▸ TASK DESCRIPTION:
In full and without changes, output the data.

[Collected data entries]
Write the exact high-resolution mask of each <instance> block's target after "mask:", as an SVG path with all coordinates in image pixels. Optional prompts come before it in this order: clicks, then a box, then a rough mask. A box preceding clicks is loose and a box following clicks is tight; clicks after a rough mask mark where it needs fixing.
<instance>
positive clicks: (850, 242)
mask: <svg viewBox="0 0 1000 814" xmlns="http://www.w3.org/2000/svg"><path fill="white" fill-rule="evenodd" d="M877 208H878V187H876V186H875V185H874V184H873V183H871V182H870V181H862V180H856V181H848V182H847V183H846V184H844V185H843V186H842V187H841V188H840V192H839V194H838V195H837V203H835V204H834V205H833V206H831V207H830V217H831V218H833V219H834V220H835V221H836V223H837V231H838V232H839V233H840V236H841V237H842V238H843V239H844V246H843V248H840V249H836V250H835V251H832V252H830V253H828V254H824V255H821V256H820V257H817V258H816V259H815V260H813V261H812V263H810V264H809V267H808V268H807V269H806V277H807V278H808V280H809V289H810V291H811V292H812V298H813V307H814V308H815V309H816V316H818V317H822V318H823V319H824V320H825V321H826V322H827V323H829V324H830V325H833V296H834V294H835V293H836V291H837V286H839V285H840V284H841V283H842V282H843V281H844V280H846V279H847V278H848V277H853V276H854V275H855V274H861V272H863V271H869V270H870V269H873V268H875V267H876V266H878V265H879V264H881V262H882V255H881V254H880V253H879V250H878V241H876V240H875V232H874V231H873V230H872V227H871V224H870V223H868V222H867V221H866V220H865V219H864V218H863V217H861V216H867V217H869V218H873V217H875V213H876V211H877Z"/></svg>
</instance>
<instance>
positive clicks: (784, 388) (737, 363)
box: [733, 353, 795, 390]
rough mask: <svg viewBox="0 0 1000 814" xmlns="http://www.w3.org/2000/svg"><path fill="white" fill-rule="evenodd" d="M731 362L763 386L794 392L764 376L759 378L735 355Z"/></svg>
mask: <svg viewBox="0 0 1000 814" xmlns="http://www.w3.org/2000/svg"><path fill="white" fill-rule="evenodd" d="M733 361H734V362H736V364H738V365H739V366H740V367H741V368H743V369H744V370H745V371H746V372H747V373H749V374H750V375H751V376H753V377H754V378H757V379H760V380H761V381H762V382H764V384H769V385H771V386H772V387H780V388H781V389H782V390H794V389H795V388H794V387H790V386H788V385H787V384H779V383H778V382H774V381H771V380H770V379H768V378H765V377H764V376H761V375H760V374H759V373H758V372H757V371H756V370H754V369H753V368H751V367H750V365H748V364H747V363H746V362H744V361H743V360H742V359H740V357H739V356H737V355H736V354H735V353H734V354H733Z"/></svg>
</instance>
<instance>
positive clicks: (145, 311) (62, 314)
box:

▸ ANSWER TO THIS EXERCISE:
Write the exact high-resolution mask of each <instance> block's target after "mask:", as an SVG path with all coordinates in image pixels. Optional prompts come before it in this order: clicks, then a box, then a rough mask. A box preceding clicks is loose and a box following clicks is tight; clicks after a rough mask mark where it needs fixing.
<instance>
positive clicks: (850, 242)
mask: <svg viewBox="0 0 1000 814" xmlns="http://www.w3.org/2000/svg"><path fill="white" fill-rule="evenodd" d="M877 208H878V187H876V186H875V185H874V184H873V183H871V182H870V181H862V180H856V181H848V182H847V183H846V184H844V185H843V186H842V187H841V188H840V192H839V194H838V195H837V203H835V204H834V205H833V206H831V207H830V217H831V218H833V219H834V220H835V221H836V223H837V231H838V232H839V233H840V236H841V237H842V238H843V239H844V246H843V248H840V249H836V250H835V251H832V252H830V253H828V254H824V255H821V256H820V257H817V258H816V259H815V260H813V261H812V263H810V264H809V267H808V268H807V269H806V277H807V278H808V280H809V289H810V291H811V292H812V298H813V307H814V308H815V309H816V316H818V317H822V318H823V319H824V320H825V321H826V322H827V323H829V324H830V325H833V296H834V294H835V293H836V291H837V286H839V285H840V284H841V283H842V282H843V281H844V280H846V279H847V278H848V277H853V276H854V275H855V274H861V272H863V271H869V270H870V269H873V268H875V267H876V266H878V265H879V264H881V262H882V255H881V254H880V253H879V250H878V241H876V240H875V232H874V231H873V230H872V227H871V224H870V223H868V222H867V221H866V220H865V219H864V218H863V217H861V216H867V217H869V218H873V217H875V213H876V211H877Z"/></svg>
</instance>
<instance>
positive clicks: (784, 388) (737, 363)
box: [733, 353, 795, 390]
rough mask: <svg viewBox="0 0 1000 814" xmlns="http://www.w3.org/2000/svg"><path fill="white" fill-rule="evenodd" d="M731 362L763 386L794 392L764 376L759 378L735 355Z"/></svg>
mask: <svg viewBox="0 0 1000 814" xmlns="http://www.w3.org/2000/svg"><path fill="white" fill-rule="evenodd" d="M733 361H734V362H736V364H738V365H739V366H740V367H741V368H743V369H744V370H745V371H746V372H747V373H749V374H750V375H751V376H753V377H754V378H757V379H760V380H761V381H762V382H764V384H769V385H771V386H772V387H780V388H781V389H782V390H794V389H795V388H794V387H790V386H788V385H787V384H779V383H778V382H774V381H771V380H770V379H768V378H765V377H764V376H761V375H760V374H759V373H758V372H757V371H756V370H754V369H753V368H751V367H750V365H748V364H747V363H746V362H744V361H743V360H742V359H740V357H739V356H737V355H736V354H735V353H734V354H733Z"/></svg>
</instance>
<instance>
positive clicks: (145, 311) (62, 314)
box:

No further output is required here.